Hanya saja karena penulis juga adalah aktifis saya tambahkan satu potret lagi, yakni “organisasi/politik”. Lengkapnya menjadi “Mahasiswa antara Buku, Pesta, Cinta dan Politik”. Pada waktu itu organisasi mahasiswa memang sangat dinamis, mekar, bergemuruh dan turut mewarnai kehidupan sosial-politik, baik intra maupun extra universiter.
Saat-saat itu dapat dikatakan adalah suasana yang paling dinamis pada kehidupan mahasiswa. Mahasiswa sungguh membuktikan dirinya bahwa mereka adalah calon-calon “intelektual dan pemimpin” bangsa ke depan
Akan tetapi sebagaimana dalam fase/perjalanan selanjutnya peran demikian secara perlahan, namun pasti mulai menyusut karena dipreteli power establish. Dikurangi  secara sistemik oleh rezim Soeharto yang sangat otoriter, terutama ketika ditempuhnya SK 028/1974, yakni setiap kegiatan yang dilakukan mahasiswa harus seizin rektor (Sarwono, Sarlito, 1979).
Sk ini diterbitkan setelah demonstrasi raksasa mahasiswa tahun 1974, yang dikenal dengan istilah “malapetaka 15 januari”, malari. Pada waktu mahasiswa mendemo kedatangan PM Jepang Tanaka, karena dominasi ekonomi Jepang yang begitu besar dalam perekonomian Indonesia.
Setelah itu (SK 028/1974) muncullah peraturan yang lebih seram, yakni  “NKK-BKK” dengan SK 0156/U/1978, alias, Normalisasi Kehidupan Kampus, yang dijabarkan lebih detail dalam SK 002/DJ/Inst/1978 (Sarwono, Sarlito, 1979).
Sedangkan untuk merubah lembaga kemahasiswaan alias memberangus “Dema” dibentuk  Badan Koordinasi Kemahasiswaan” (BKK) pada tahun 1978 dengan SK........ .lembaga baru ini ditempuh untuk mengubur lembaga mahasiswa sebelumnya yang bernama Dewan Mahasiswat (Dema) yang populer dengan predikatnya sebagai “student government”(Sarwono, Sarlito, 1979).  
Daoed Yoesoef sebagai Menteri Pendidikan dan Kebudayaan saat itu dengan berbagai strategi mulai mengeleminir mahasiswa dari kehidupan politik. Istilah populernya mendepolitisasi kehidupan politik mahasiswa. Menurut beliau tujuan utama mahasiswa adalah menjadi manusia penalar (man of analyses). Bukan berpolitik.
Jika mempunyai minat berpolitik silahkan di luar kampus. Masuk lembaga-lembaga politik alias partai-partai politik, Lembaga-lembaga swadaya masyarakat, pressure group, Organisasi non pemerintah (Ornop) dan lain-lain institusi politik. Kampus harus steril dari gerakan-gerakan politik, karena mengganggu belajar dan predikat-predikat lain dari dunia akademik yang perlu ketentraman.

> _Latihan 1_:
Ketik ulang tanpa perubahan baris-baris rekaman mulai dari baris yang memuat "Each instance of the building support" hingga baris terakhir rekaman, termasuk kedua ujungnya.

Butir tersimpan dari sebuah koleksi
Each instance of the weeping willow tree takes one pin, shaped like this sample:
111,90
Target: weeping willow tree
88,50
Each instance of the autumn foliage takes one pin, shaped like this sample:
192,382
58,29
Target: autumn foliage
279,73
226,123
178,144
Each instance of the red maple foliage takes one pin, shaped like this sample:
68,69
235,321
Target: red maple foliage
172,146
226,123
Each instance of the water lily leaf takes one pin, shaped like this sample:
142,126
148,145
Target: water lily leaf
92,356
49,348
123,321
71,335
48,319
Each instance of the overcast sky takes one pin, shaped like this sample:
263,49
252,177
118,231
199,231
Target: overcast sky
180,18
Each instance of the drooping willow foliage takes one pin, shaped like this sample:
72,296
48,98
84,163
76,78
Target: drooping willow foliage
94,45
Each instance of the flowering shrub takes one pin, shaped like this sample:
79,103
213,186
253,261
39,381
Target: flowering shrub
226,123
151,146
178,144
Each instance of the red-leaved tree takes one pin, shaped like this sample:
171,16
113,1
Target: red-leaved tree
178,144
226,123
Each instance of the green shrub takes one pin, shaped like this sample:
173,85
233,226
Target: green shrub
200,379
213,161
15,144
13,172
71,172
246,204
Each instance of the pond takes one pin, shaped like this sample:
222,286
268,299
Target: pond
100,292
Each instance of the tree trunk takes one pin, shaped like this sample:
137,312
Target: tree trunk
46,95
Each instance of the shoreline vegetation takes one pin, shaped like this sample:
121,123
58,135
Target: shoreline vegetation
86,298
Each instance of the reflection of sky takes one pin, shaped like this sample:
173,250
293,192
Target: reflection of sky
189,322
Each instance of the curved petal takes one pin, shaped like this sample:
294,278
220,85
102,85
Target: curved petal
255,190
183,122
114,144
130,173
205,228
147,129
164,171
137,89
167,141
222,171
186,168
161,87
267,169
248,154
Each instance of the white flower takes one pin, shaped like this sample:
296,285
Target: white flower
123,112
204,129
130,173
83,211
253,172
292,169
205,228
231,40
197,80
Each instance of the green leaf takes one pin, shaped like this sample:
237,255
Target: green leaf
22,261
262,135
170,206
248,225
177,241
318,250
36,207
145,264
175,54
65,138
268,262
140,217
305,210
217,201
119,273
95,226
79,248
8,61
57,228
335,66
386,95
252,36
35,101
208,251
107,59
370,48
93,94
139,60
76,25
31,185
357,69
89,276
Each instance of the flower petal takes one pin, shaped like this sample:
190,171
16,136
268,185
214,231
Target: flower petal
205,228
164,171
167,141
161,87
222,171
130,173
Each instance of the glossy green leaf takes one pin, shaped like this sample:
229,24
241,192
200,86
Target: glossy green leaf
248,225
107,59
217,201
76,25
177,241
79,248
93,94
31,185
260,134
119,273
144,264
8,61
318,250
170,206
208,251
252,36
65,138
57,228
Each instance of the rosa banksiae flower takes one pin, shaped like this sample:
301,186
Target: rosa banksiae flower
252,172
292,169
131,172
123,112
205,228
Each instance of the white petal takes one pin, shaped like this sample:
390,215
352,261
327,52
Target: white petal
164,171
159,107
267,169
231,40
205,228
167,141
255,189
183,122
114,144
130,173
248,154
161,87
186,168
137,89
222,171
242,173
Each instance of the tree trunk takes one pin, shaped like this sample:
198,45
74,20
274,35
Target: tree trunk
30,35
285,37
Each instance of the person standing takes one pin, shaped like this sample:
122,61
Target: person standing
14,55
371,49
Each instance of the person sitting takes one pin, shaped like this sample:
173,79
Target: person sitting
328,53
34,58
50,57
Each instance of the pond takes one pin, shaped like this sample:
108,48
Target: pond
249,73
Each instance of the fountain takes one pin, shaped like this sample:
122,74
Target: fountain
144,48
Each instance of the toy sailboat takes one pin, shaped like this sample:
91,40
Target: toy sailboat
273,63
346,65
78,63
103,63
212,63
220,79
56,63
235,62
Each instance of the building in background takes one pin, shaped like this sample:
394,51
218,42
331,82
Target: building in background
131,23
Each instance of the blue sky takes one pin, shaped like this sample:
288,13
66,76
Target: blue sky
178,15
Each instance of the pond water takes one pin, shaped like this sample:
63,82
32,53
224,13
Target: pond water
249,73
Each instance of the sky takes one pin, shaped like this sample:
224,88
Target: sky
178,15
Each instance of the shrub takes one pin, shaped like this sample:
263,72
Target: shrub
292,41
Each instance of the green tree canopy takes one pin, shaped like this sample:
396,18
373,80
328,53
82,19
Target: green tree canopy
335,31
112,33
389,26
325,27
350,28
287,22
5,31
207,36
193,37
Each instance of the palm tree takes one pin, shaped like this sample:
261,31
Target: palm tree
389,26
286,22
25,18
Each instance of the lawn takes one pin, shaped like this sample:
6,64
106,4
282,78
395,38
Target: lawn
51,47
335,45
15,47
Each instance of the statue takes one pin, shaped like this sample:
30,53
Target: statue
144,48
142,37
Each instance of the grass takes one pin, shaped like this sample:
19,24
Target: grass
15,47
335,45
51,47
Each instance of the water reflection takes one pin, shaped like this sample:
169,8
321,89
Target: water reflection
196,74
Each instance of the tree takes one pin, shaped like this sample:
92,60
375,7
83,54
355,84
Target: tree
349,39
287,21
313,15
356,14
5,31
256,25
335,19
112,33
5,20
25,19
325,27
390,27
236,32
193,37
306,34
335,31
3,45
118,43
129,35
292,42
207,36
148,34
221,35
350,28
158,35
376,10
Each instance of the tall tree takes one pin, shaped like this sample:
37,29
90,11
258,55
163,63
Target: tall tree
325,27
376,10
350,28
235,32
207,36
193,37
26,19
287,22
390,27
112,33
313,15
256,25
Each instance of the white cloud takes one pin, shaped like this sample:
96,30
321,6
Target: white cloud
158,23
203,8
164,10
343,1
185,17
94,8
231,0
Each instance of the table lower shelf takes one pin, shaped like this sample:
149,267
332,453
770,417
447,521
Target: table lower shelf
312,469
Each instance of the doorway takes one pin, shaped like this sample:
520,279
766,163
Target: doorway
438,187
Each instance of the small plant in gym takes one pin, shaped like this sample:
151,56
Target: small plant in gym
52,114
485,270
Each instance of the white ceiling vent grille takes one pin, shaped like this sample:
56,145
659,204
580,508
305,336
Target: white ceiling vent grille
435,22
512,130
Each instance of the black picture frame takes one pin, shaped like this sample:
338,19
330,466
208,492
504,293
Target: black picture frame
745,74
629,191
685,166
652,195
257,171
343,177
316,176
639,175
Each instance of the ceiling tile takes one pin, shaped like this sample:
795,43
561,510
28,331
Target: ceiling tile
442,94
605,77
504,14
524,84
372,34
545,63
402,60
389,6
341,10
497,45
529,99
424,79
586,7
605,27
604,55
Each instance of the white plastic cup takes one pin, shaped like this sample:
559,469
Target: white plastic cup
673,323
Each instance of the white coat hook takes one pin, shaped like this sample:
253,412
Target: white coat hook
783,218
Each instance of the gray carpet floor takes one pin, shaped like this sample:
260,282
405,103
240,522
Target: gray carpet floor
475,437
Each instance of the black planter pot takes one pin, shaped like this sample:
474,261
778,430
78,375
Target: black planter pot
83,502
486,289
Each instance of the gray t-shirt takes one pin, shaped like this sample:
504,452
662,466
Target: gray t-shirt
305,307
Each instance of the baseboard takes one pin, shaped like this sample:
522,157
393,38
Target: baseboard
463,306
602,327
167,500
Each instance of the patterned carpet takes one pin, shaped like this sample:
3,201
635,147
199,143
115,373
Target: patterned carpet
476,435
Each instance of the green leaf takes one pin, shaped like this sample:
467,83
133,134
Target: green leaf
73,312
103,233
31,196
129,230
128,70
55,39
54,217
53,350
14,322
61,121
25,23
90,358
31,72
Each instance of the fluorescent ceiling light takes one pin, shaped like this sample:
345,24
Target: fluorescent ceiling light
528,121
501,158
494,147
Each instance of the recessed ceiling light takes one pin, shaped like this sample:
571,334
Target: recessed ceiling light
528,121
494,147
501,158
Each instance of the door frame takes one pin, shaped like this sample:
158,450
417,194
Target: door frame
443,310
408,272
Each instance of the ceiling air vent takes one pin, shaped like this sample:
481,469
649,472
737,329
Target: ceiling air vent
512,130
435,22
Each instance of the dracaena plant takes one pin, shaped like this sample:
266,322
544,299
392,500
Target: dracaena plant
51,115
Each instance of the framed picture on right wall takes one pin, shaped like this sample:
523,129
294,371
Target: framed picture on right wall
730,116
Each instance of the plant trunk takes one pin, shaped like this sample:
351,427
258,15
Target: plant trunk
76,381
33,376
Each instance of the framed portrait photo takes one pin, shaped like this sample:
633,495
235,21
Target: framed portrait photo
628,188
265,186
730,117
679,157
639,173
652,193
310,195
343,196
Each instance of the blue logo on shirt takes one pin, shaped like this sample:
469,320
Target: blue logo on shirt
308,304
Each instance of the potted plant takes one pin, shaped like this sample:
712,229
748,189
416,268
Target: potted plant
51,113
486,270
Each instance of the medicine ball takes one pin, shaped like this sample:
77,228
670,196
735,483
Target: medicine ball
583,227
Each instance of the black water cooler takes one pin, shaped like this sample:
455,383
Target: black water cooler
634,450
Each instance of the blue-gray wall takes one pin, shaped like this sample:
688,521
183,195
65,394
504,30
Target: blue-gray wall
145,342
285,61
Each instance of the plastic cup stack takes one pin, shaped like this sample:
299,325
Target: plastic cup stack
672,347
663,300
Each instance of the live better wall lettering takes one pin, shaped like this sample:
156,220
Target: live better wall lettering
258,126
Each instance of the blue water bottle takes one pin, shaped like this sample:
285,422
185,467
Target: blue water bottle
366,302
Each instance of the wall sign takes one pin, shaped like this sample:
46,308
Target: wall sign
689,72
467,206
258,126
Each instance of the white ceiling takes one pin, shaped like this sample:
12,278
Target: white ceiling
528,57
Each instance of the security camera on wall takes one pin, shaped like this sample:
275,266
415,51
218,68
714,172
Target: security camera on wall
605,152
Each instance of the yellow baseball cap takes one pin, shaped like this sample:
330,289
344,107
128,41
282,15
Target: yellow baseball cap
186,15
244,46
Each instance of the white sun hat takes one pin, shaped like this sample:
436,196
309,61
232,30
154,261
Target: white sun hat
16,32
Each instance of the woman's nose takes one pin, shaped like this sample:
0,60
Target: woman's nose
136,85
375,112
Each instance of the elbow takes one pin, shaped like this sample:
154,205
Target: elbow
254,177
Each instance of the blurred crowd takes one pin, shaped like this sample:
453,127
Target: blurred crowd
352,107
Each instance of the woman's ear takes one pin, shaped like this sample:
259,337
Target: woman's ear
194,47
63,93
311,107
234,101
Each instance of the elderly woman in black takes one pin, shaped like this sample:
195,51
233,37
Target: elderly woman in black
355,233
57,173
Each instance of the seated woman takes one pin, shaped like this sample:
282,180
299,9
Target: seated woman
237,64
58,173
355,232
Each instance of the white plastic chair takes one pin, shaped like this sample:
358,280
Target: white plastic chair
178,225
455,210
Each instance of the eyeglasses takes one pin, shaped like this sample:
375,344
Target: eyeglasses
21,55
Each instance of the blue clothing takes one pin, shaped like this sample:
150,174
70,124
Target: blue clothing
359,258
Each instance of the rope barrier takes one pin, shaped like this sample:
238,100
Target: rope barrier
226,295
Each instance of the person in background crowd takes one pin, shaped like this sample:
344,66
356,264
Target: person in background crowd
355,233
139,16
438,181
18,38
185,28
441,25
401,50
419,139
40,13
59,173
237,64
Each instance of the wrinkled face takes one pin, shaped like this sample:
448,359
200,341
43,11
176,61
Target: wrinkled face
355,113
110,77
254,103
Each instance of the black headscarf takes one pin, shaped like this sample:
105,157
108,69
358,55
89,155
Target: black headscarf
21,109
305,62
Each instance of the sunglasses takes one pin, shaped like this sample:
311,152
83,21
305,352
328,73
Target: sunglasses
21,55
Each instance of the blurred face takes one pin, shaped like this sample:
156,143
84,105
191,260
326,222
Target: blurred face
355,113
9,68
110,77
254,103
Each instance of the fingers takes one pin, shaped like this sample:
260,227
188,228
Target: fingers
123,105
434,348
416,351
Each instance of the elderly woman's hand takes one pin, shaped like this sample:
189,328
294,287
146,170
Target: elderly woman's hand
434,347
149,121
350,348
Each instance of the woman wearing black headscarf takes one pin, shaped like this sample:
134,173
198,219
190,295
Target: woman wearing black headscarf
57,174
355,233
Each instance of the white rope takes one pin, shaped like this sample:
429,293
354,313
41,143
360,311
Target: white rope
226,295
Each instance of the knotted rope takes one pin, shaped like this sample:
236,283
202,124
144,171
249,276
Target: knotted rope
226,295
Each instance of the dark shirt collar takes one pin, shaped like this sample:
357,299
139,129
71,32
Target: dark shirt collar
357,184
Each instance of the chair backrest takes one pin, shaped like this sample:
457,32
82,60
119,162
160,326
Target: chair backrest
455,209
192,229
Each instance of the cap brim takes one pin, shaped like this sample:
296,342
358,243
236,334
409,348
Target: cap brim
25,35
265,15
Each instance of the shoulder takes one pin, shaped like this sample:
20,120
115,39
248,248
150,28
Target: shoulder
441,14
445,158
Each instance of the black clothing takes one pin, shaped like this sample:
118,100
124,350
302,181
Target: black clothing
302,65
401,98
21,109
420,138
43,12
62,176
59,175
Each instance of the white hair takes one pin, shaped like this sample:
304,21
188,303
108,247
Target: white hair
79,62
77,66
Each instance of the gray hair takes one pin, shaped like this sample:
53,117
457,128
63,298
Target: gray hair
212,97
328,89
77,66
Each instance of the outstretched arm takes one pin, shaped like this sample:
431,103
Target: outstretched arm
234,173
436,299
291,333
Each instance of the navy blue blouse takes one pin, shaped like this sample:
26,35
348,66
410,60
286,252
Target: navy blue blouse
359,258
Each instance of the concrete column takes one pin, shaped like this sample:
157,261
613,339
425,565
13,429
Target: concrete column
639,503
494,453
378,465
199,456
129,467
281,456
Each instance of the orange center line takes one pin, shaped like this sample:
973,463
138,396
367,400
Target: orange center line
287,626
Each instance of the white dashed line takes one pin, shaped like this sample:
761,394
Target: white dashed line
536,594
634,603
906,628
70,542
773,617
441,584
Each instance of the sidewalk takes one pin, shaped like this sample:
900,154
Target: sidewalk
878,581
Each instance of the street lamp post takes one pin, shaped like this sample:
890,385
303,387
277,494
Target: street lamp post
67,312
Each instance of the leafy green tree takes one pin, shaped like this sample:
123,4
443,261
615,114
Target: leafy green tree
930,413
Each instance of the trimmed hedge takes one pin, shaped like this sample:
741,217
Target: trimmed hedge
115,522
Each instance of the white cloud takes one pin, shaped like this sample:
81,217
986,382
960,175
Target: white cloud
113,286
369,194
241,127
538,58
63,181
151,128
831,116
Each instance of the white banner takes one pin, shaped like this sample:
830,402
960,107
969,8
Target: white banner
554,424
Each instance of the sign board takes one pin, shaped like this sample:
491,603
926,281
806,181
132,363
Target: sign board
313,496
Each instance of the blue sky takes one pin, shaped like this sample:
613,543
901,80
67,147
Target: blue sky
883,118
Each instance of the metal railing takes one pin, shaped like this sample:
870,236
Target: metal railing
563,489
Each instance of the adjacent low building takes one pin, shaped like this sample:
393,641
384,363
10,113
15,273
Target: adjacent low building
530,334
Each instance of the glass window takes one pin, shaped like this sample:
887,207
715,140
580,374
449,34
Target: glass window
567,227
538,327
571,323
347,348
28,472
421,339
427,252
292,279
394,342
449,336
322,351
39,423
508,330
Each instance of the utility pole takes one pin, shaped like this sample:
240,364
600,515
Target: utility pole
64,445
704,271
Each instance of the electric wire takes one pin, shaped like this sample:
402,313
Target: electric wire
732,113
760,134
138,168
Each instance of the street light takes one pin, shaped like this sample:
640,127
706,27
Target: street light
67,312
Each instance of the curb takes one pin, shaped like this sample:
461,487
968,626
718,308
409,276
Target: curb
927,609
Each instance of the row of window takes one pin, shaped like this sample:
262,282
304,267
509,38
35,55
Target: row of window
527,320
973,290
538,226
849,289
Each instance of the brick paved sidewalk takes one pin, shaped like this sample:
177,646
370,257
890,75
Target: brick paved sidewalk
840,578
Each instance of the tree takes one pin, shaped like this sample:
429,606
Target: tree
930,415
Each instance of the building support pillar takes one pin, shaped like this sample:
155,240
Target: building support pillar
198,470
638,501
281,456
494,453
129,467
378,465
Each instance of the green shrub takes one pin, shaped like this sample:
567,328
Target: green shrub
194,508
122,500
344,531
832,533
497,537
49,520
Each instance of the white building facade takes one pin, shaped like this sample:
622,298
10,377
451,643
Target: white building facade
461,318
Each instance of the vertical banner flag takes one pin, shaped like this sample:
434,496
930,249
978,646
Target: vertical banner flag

> _Latihan 2_:
Sebutkan semua hal yang disandingkan dengan mahasiswa dalam judul lengkap yang tercantum pada kutipan tentang politik mahasiswa.

> _Jawaban Benar 1_:
Each instance of the building support pillar takes one pin, shaped like this sample:
155,240
Target: building support pillar
198,470
638,501
281,456
494,453
129,467
378,465
Each instance of the green shrub takes one pin, shaped like this sample:
567,328
Target: green shrub
194,508
122,500
344,531
832,533
497,537
49,520
Each instance of the white building facade takes one pin, shaped like this sample:
622,298
10,377
451,643
Target: white building facade
461,318
Each instance of the vertical banner flag takes one pin, shaped like this sample:
434,496
930,249
978,646
Target: vertical banner flag

> _Jawaban Benar 2_:
Buku, Pesta, Cinta, dan Politik.